Pick out each line of the items below that contains the word "leaf", and copy those lines.
+--
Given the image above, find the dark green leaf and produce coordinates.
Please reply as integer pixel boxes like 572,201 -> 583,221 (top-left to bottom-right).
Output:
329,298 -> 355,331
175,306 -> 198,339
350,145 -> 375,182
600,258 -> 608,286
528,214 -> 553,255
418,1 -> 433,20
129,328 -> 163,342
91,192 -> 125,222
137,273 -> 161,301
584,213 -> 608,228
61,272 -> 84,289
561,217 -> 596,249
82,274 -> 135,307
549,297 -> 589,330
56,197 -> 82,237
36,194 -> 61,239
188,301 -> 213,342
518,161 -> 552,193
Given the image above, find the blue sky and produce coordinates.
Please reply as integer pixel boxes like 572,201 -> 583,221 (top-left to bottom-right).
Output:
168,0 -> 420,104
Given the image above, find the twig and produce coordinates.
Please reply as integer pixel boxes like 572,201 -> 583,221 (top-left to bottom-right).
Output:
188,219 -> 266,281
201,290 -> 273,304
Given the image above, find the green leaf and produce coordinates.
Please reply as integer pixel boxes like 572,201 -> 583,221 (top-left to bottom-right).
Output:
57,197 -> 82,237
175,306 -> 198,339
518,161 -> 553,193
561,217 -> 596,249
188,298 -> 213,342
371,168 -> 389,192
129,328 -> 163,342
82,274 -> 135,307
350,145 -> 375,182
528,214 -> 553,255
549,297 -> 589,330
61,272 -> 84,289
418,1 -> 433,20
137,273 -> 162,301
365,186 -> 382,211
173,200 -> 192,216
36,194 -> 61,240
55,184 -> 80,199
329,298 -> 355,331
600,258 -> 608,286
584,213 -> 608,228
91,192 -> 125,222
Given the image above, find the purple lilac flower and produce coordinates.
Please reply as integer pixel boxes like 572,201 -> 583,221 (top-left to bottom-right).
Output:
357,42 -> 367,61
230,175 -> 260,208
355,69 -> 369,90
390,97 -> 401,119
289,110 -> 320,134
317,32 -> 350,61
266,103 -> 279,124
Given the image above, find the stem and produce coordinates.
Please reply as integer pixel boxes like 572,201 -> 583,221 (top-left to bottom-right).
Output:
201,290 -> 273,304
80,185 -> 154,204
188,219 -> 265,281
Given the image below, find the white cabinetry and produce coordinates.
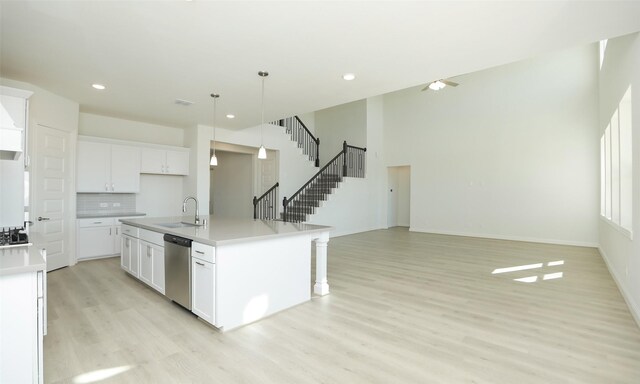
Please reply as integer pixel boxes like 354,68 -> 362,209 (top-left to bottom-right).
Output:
76,140 -> 140,193
0,258 -> 46,383
140,148 -> 189,175
76,217 -> 137,260
120,235 -> 140,277
191,242 -> 216,325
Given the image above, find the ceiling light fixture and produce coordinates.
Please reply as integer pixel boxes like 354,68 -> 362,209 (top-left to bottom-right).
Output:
429,80 -> 447,91
209,93 -> 220,167
258,71 -> 269,160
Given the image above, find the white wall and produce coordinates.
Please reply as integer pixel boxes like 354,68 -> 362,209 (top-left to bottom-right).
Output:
78,113 -> 186,217
210,151 -> 254,219
78,113 -> 184,147
314,100 -> 367,167
594,33 -> 640,324
0,78 -> 80,263
384,44 -> 599,246
308,96 -> 387,236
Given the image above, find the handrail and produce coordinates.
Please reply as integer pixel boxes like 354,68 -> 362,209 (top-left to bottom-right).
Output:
273,116 -> 320,167
282,141 -> 367,221
253,182 -> 280,220
285,151 -> 344,204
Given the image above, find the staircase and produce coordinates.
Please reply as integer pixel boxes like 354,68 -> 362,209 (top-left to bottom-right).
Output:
280,141 -> 367,223
271,116 -> 320,167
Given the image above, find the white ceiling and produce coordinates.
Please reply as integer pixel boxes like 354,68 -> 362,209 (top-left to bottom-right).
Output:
0,0 -> 640,129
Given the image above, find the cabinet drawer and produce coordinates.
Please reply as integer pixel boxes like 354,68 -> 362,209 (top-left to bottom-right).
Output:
78,217 -> 115,228
140,228 -> 164,247
121,224 -> 140,238
191,241 -> 216,263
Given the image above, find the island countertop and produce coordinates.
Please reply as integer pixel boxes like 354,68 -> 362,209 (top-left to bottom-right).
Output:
120,216 -> 333,246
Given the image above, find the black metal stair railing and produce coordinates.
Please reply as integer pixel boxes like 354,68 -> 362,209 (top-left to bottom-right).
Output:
282,141 -> 367,222
253,183 -> 280,220
274,116 -> 320,167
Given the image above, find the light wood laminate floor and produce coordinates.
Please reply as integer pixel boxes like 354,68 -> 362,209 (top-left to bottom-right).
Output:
44,228 -> 640,384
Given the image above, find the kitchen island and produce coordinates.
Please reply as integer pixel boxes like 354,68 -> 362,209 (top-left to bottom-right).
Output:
121,216 -> 332,331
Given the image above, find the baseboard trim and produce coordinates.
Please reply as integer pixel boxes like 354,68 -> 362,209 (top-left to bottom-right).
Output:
409,226 -> 599,248
598,247 -> 640,327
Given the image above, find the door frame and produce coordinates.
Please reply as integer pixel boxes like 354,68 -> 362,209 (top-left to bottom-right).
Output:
27,122 -> 78,266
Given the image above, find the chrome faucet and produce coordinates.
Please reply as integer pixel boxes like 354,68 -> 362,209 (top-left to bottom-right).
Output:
182,196 -> 200,224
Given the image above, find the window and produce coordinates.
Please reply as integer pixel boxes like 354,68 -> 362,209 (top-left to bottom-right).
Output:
+--
The response:
Given the image above, find the dark green leaf and produce coordinates.
Given the image above, find the green leaf and produce coordinates.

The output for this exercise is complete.